Exercise ->
Edit the listing below by replacing "each instance" with "every instance" wherever it occurs, and leave every other line and word unchanged.
-- start of Input data --
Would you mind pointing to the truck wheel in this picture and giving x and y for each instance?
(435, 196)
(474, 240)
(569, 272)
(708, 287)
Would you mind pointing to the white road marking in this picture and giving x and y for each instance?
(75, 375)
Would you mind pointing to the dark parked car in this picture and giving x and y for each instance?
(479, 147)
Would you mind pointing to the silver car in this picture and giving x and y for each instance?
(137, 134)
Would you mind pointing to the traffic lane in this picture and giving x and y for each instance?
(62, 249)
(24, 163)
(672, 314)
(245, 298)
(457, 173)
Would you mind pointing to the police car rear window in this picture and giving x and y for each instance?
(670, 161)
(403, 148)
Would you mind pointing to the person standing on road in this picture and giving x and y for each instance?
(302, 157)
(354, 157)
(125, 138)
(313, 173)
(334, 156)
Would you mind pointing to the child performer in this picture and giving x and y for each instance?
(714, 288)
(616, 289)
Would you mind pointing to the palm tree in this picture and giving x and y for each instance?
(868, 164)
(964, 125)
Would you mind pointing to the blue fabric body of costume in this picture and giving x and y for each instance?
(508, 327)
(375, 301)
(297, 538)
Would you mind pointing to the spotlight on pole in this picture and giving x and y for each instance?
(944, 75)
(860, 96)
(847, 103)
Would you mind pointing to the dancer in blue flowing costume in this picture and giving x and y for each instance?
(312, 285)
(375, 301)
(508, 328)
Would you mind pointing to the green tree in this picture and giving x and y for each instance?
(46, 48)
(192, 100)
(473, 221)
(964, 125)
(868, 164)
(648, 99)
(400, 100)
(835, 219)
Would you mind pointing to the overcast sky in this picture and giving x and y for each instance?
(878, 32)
-- end of Input data --
Task result ->
Would you mind pointing to the truck wheel in this picture and giving x and y for every instance?
(435, 196)
(474, 240)
(569, 272)
(708, 287)
Would you mind pointing to the white road marking in this picture and giving x and y for every instance?
(75, 375)
Would you mind pointing to the dark parked car in this picture and giving x and y for every instance?
(479, 147)
Would you mind pointing to the silver car in this picture and giving x and y for every instance?
(137, 134)
Would you mind pointing to the traffic lane in this picture and giving x and y for every instance?
(62, 249)
(24, 163)
(672, 314)
(245, 298)
(457, 173)
Would you mind pointing to the police car rear window in this picture and giving x and y for every instance?
(670, 161)
(403, 148)
Would you mind pointing to the person standing on road in this picture and giving x and y for every instance?
(302, 157)
(354, 157)
(125, 138)
(313, 173)
(334, 156)
Would you mind pointing to the child performer in this picture and giving x and y for every instance?
(714, 288)
(616, 289)
Would you mind pointing to the palm tree in this picture and giving x and y for every instance?
(868, 164)
(964, 125)
Would you mind pointing to the blue fabric body of costume in this picture and giving x and y for every instance?
(508, 327)
(375, 301)
(297, 538)
Would you mind pointing to the spotlight on pole in this picture and giving x and y for every instance?
(944, 75)
(860, 96)
(847, 103)
Would you mind pointing to the dancer in blue flowing costume in this picture and giving x and y for every instance?
(312, 285)
(375, 301)
(508, 328)
Would you mind pointing to the green tree in this picture and giving x and y for every instance?
(46, 48)
(192, 100)
(473, 221)
(964, 125)
(868, 164)
(648, 99)
(400, 100)
(835, 219)
Would you mind pointing to the overcast sky in this picture and giving x and y for every instance?
(878, 32)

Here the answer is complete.